--- Start of Recorded data ---
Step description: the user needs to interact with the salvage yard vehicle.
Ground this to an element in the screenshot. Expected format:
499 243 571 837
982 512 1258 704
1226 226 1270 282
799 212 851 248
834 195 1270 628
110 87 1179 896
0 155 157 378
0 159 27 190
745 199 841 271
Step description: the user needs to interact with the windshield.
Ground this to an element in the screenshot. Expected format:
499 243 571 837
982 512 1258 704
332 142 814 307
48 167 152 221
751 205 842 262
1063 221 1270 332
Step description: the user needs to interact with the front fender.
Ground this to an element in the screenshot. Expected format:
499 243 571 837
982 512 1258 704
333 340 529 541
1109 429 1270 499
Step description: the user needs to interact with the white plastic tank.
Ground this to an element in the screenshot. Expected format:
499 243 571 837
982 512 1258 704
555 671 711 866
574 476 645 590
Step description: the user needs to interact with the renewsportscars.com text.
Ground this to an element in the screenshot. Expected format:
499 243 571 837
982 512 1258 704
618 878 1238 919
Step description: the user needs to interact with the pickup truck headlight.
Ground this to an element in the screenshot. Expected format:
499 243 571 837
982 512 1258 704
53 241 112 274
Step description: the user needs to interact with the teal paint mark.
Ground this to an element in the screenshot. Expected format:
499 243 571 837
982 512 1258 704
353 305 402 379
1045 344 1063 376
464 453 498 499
--- End of Recorded data ---
--- Start of Recorded data ---
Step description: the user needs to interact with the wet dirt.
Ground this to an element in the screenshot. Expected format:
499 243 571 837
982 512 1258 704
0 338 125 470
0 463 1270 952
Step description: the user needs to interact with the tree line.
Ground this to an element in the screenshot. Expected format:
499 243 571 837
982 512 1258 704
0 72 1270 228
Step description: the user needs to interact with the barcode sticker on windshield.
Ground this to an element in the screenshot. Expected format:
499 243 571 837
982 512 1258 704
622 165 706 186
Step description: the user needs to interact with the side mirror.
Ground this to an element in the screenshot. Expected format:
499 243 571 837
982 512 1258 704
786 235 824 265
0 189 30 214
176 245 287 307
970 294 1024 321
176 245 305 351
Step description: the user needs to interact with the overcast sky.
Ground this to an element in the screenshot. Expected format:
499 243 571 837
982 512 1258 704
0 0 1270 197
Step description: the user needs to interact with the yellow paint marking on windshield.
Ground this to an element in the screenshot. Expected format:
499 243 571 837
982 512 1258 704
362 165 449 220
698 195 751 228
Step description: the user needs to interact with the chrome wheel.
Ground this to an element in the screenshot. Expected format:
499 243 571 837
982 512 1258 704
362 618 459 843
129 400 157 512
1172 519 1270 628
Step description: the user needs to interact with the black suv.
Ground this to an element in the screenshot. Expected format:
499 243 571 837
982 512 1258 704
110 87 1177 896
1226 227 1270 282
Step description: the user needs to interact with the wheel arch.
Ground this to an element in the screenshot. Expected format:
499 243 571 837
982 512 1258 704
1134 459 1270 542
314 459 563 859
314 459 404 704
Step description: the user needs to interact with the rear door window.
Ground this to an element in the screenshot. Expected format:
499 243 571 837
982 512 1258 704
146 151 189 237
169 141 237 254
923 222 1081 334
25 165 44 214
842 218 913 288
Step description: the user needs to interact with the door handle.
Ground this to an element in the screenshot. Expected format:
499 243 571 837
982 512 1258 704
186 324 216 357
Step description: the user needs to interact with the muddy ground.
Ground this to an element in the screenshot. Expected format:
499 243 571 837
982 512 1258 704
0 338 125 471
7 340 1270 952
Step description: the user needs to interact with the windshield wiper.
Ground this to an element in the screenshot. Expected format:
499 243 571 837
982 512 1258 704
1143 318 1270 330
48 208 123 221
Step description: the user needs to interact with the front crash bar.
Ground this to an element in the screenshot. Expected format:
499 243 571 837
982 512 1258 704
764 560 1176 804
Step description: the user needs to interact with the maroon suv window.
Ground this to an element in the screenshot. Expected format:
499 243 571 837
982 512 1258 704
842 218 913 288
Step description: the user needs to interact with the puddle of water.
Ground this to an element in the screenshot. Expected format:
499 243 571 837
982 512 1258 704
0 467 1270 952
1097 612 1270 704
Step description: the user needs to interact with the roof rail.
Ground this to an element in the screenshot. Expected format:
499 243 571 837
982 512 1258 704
--- End of Recorded data ---
* Short problem *
Can you repeat the data from the line with "Step description: the user needs to interact with the tree" to the line with "314 459 404 704", including both of those lines, and nothing else?

* Result of this exercise *
Step description: the user needs to interact with the tree line.
Ground this to an element in the screenshot. Expected format:
499 243 571 837
982 512 1258 704
0 72 1270 228
Step description: the user needs to interact with the barcode sticker on windshield.
Ground this to an element in the screenshot. Expected format:
499 243 571 837
982 512 1258 704
622 165 706 186
Step description: the user needs to interact with the side mirror.
Ground this to an element in the screenshot. Expected format:
499 243 571 837
982 512 1258 704
786 235 824 265
0 189 30 214
176 245 287 307
970 294 1024 321
176 245 305 351
Step description: the user needs to interact with the overcast sky.
Ground this to an element in the screenshot. Expected format:
499 243 571 837
982 512 1258 704
0 0 1270 197
Step description: the user needs to interact with the yellow paint marking on windshield.
Ground this to an element in the screenshot. Expected format:
499 243 571 837
982 512 1258 704
362 165 449 220
698 195 751 228
Step description: the user needs to interact with the chrome wheel.
Ground this to an element in the screenshot. Expected format:
499 243 571 837
982 512 1258 704
362 618 459 843
129 400 157 512
1172 519 1270 628
Step description: the user needs to interact with the black suv.
Ground this to an element in the screenshot. Expected format:
499 243 571 837
982 512 1258 704
110 87 1177 896
1226 227 1270 282
Step description: the user needs to interact with the wheel arch.
Ground this to an element in the screenshot. Expected format:
499 243 571 837
982 512 1258 704
1134 459 1270 542
314 459 563 859
314 459 404 704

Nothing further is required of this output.